_PAGE TEXT_.
---

Necessity of interpretation would arise only where the language of a statutory provision is ambiguous,
not clear or where two views are possible or where the provision gives a different meaning defeating
the object of the statute.

If the language is clear and unambiguous, no need of interpretation would arise. In this regard, a
Constitution Bench of five Judges of the Supreme Court in R.S. Nayak v A.R. Antulay, AIR 1984 SC 684
has held:
“… If the words of the Statute are clear and unambiguous, it is the plainest duty of the Court to give
effect to the natural meaning of the words used in the provision. The question of construction arises
only in the event of an ambiguity or the plain meaning of the words used in the Statute would be self-
defeating.”

Again, Supreme Court in Grasim Industries Ltd. v Collector of Customs, Bombay, (2002)4 SCC 297, has
followed the same principle and observed:
“Where the words are clear and there is no obscurity, and there is no ambiguity and the intention of the
legislature is clearly conveyed, there is no scope for court to take upon itself the task of amending or
altering the statutory provisions.”

---

_SHORT TASK 1_. Using the passage on statutory interpretation, decide whether each statement agrees with it: (a) R.S. Nayak v A.R. Antulay was decided by a Constitution Bench of five Judges, (b) Grasim Industries Ltd. v Collector of Customs, Bombay, was decided by a High Court, (c) interpretation is needed even when the language of a provision is clear and unambiguous. Answer yes or no for each, quoting the deciding words.
_SHORT TASK 2_. Reproduce the passage on statutory interpretation from "Necessity of interpretation" up to and including "of the statute.".

---

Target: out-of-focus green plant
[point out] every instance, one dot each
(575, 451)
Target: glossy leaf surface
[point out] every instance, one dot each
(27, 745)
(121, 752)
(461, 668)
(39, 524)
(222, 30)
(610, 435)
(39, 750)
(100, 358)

---

_FINAL RESULT 1_.
(a) Yes: "a Constitution Bench of five Judges of the Supreme Court in R.S. Nayak v A.R. Antulay"
(b) No: "Supreme Court in Grasim Industries Ltd. v Collector of Customs, Bombay"
(c) No: "If the language is clear and unambiguous, no need of interpretation would arise."

_FINAL RESULT 2_.
Necessity of interpretation would arise only where the language of a statutory provision is ambiguous,
not clear or where two views are possible or where the provision gives a different meaning defeating
the object of the statute.